The co-verification model consists of the ISA simulator and a Bus Interface Model, BIM (Figure 1a). The interface model itself is also partitioned into two parts, the bus pin model and the bus cycle scheduler. The latter collects the information about the software events, identifies the corresponding hardware events, and schedules them in proper order for each clock cycle. It schedules these transactions along with already pending transactions using cycle count information from the ISA and architectural information of the processor to properly take into account external inputs, such as interrupts and memory wait states. The bus pin model provides the interconnection to the simulation environment and the rest of the system. For example, in an HDL environment, it provides the pin delay back-annotation and connects to the HDL over the FLI/PLI interfaces. For processor architectures with relatively simple cycle-based timing, like some standard microcontrollers and embedded RISC architectures, the use of instruction-accurate models might be sufficient. However, even for these architectures this rather low level of accuracy can cause modeling problems especially for whole systems involving multiple cores, interrupts, and heterogeneous memory banks. Despite this fact, the community of model users and providers have had several strong arguments to develop and use this type of model in the past. The main ones are ISA model availability, high simulation speed, high degree of IP protection, and relatively simple ISA model development. The best known model from this class is the ARM7TDMI HW/SW co-verification model developed by ARM, Ltd. [7].

In an alternative approach, a cycle-accurate ISA model (Figure 1b) is used. The increase of the timing accuracy within the core model reduces the complexity of the bus cycle scheduler since the only remaining task is to translate ordered cycle based events into phase based hardware events. The overlapped execution of

instructions and other pipeline effects are already handled by the core model.



Figure 1: Possible Model Structures

Finally, in a third approach a phase-accurate ISA model is used (Figure 1c). This models the bit-true state of the processor at each phase transition. The interface model in this case does not require any kind of bus cycle scheduler because the software events of each phase can be directly translated into the corresponding hardware events.

The tradeoff among these approaches lies in the complexity of the ISA model versus the complexity of the interface model, as well as the complexity of the API between the ISA and the interface model. In the following section, we provide arguments as to why for DSPs the development and integration of cycle-accurate ISA models is unavoidable.

# 2.3 Arguments for a Cycle-Accurate Core Model

Considering the existing commercial HW/SW co-verification environments, it can be seen that models of DSP architectures are rarely provided and if they are, they show serious HW/SW modeling deficiencies if modeled using the instruction-accurate approach. The question that arises is why the integration of a DSP causes these problems.

Main characteristics of today's DSPs are a high memory bandwidth, short interrupt latencies, and deep pipelines. All of these features have an impact on the ability of the processor to communicate with other components and therefore are critical for the design of a co-verification model.

SUPPLIED ENTRIES:
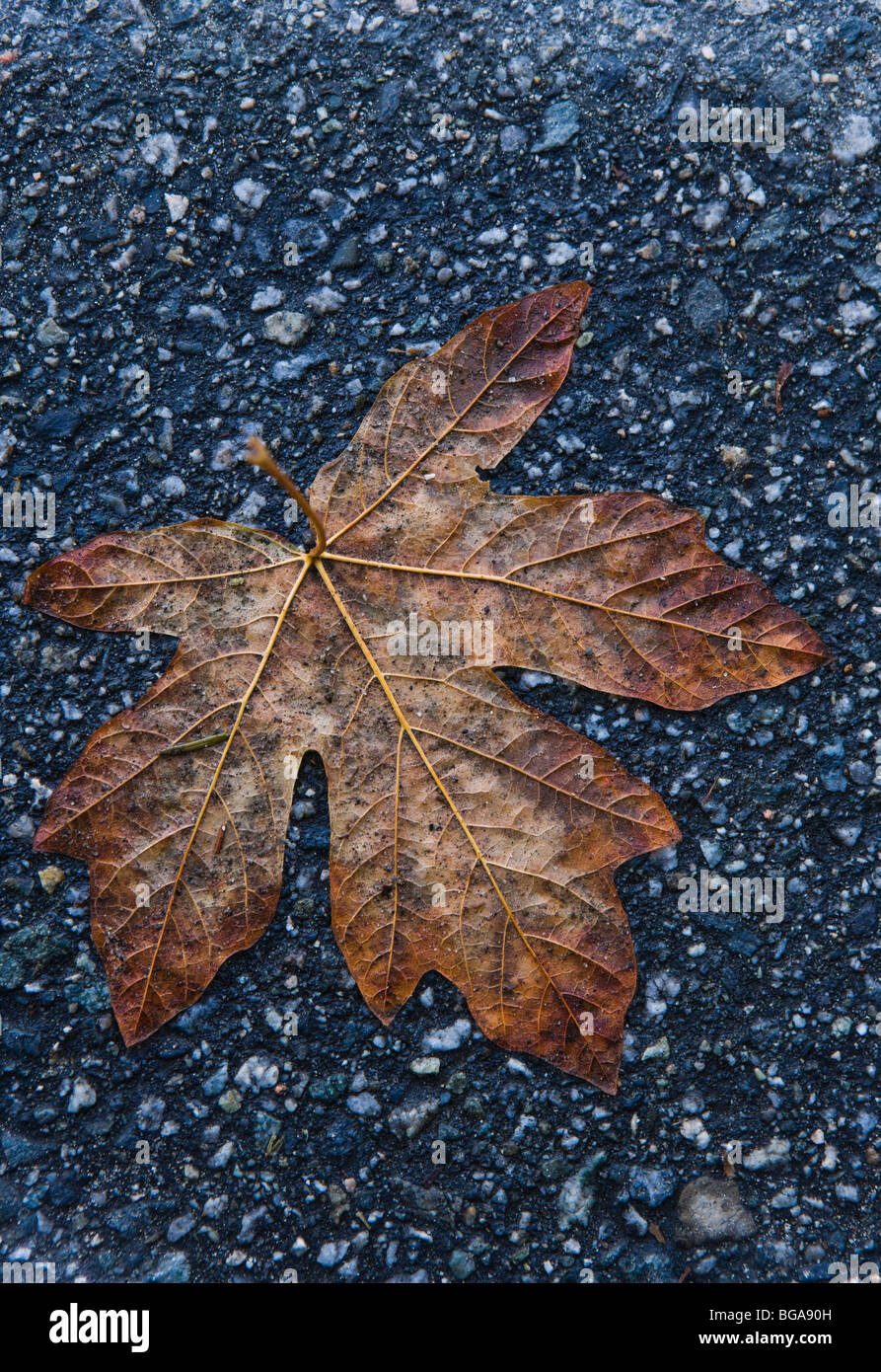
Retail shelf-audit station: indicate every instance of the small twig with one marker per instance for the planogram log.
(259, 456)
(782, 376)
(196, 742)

* * *

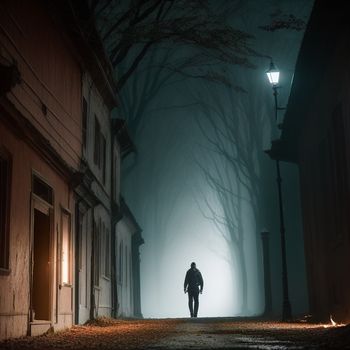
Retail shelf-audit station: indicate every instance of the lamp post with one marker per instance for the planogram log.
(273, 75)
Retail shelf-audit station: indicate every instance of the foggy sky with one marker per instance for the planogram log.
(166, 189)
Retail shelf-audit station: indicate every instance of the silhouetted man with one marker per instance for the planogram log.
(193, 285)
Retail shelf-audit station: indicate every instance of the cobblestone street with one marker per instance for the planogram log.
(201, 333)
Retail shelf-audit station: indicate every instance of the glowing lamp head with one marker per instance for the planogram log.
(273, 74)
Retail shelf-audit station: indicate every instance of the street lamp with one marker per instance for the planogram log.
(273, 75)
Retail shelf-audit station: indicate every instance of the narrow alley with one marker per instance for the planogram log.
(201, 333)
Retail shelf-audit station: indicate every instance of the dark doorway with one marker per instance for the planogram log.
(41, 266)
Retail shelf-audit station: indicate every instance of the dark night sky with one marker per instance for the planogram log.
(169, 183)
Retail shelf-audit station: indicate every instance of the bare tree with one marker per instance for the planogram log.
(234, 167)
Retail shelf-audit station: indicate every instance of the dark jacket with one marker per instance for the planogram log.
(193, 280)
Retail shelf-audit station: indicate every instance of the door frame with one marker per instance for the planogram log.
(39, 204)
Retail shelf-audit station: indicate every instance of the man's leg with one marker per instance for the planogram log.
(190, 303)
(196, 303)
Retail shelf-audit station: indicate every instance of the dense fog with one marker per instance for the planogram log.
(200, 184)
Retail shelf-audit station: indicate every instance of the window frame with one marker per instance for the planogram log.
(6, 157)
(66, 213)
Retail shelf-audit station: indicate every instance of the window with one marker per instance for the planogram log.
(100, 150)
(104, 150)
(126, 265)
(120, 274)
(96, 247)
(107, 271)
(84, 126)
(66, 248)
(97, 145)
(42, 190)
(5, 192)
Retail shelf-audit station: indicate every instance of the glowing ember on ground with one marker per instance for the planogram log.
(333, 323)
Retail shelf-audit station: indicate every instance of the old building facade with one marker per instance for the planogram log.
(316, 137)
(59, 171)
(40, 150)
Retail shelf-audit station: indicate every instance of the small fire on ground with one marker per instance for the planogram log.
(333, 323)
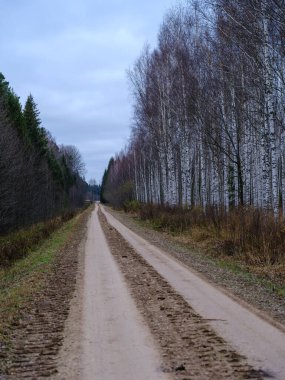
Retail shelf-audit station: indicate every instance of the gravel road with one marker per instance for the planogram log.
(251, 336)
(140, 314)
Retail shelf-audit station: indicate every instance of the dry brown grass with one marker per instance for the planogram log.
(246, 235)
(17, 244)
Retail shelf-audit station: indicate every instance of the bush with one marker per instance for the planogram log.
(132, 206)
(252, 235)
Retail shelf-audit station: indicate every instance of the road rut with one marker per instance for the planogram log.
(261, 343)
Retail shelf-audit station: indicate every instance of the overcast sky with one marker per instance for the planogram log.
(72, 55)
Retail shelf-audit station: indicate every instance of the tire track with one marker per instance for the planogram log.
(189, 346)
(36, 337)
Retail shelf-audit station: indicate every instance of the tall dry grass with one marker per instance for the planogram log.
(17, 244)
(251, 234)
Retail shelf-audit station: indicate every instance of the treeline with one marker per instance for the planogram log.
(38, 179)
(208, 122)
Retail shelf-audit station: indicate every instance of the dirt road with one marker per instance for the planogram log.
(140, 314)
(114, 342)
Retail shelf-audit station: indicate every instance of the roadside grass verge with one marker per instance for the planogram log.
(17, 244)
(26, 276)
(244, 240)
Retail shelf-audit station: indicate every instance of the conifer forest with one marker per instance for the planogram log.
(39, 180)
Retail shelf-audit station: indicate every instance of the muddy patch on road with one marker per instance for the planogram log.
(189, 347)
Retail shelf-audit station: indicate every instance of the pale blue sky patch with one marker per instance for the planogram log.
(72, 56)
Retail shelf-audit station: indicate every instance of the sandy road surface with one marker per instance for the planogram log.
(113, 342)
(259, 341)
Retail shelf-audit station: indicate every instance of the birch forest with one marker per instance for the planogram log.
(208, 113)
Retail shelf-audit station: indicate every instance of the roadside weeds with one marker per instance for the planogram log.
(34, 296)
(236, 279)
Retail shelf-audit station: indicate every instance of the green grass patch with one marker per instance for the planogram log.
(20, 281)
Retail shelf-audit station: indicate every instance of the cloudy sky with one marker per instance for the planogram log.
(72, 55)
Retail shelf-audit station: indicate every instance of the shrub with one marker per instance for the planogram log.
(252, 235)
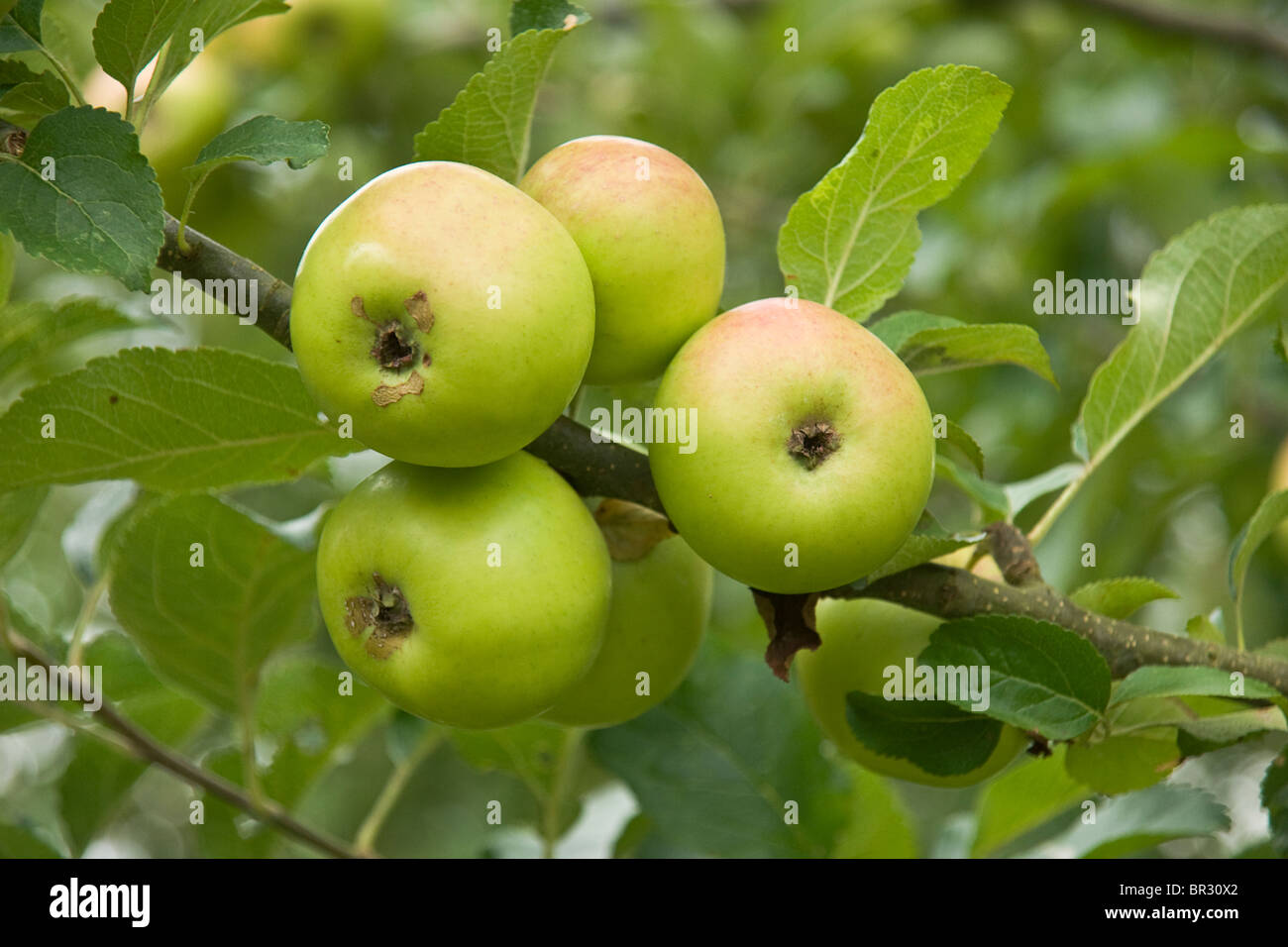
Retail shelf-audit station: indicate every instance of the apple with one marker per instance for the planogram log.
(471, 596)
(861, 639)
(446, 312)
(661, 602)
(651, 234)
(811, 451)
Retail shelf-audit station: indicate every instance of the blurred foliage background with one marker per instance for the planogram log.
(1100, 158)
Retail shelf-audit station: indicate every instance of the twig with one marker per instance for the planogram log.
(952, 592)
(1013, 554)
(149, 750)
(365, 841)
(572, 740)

...

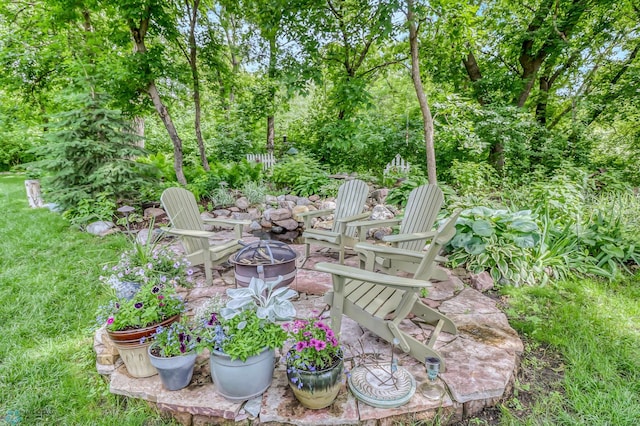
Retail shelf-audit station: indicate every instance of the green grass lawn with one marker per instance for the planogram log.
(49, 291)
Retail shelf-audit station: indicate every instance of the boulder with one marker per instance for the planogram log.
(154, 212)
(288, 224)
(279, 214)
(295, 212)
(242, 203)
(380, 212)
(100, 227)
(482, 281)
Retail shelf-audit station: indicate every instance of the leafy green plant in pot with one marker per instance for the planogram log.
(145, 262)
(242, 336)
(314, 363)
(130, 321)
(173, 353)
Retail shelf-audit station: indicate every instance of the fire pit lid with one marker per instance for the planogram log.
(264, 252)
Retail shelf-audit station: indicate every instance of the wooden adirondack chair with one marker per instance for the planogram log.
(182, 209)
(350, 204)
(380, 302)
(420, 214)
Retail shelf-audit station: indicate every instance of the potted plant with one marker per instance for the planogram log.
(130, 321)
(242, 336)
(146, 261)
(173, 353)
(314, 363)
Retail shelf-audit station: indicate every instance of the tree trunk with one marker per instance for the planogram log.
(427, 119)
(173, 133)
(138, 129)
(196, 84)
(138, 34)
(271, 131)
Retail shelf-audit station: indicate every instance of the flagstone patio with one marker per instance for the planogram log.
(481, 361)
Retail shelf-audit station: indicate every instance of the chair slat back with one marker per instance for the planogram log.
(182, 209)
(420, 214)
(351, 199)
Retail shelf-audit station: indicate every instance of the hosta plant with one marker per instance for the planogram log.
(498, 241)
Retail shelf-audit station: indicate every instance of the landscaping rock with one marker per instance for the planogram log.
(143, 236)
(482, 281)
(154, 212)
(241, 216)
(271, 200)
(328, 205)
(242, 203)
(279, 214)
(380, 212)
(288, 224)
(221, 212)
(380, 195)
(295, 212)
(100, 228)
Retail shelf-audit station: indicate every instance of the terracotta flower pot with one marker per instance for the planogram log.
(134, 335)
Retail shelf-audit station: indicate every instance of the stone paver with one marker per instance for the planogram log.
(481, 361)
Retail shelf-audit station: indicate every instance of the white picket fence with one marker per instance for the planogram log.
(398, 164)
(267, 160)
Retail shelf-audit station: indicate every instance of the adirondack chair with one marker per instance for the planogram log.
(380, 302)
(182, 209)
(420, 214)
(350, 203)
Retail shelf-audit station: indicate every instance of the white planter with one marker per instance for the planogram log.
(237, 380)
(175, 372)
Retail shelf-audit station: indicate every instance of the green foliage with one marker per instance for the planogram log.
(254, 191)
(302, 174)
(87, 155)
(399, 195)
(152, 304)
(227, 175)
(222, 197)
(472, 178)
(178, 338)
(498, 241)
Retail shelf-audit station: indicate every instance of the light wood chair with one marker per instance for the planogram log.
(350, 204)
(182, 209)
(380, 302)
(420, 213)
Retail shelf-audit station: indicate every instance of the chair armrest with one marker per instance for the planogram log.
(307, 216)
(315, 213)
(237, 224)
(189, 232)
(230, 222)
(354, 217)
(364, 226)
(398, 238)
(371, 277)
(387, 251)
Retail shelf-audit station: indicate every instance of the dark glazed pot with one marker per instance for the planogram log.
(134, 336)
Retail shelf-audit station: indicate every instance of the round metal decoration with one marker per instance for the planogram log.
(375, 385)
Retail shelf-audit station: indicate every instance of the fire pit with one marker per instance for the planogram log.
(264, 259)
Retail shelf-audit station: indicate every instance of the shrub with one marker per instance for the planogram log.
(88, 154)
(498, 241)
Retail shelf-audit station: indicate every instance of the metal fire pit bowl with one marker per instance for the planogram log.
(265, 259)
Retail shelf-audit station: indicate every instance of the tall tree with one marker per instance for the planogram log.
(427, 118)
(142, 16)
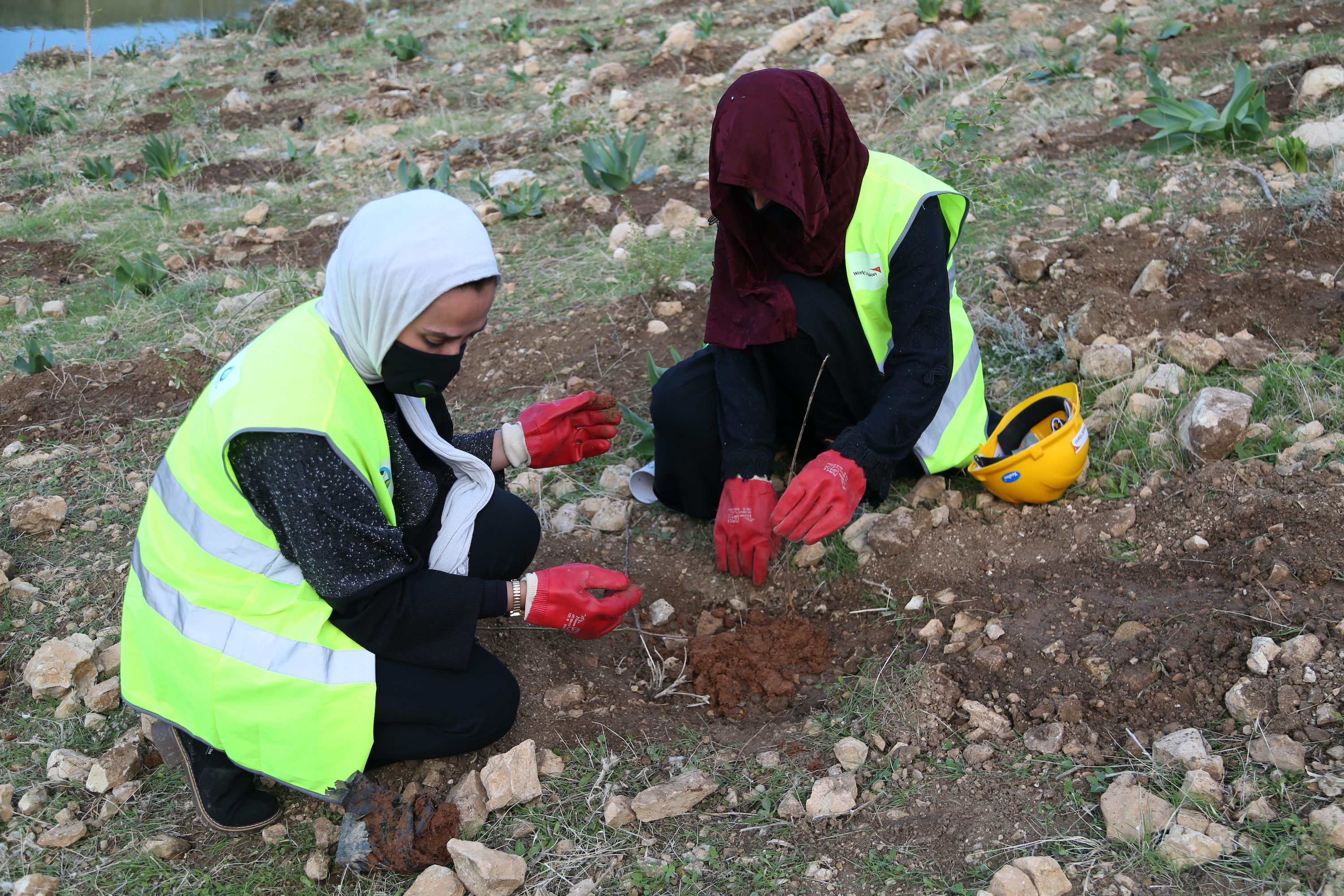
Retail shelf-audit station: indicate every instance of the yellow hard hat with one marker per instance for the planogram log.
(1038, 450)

OBJECTIVES:
1 > Summarize the co-verification passage in two sentences.
2 > Reproduce the part of the co-verification passage that begins at the words "Finally, in a" and stops after the words "models is unavoidable.".

SOLUTIONS FOR EACH TASK:
1 > The passage describes three structures for a HW/SW co-verification model, built on an instruction-accurate, a cycle-accurate, or a phase-accurate ISA model, where greater timing accuracy in the core model simplifies the interface model until no bus cycle scheduler is needed. It argues that for DSPs, whose high memory bandwidth, short interrupt latencies, and deep pipelines affect how the processor communicates with other components, developing and integrating cycle-accurate ISA models is unavoidable.

2 >
Finally, in a third approach a phase-accurate ISA model is used (Figure 1c). This models the bit-true state of the processor at each phase transition. The interface model in this case does not require any kind of bus cycle scheduler because the software events of each phase can be directly translated into the corresponding hardware events.

The tradeoff among these approaches lies in the complexity of the ISA model versus the complexity of the interface model, as well as the complexity of the API between the ISA and the interface model. In the following section, we provide arguments as to why for DSPs the development and integration of cycle-accurate ISA models is unavoidable.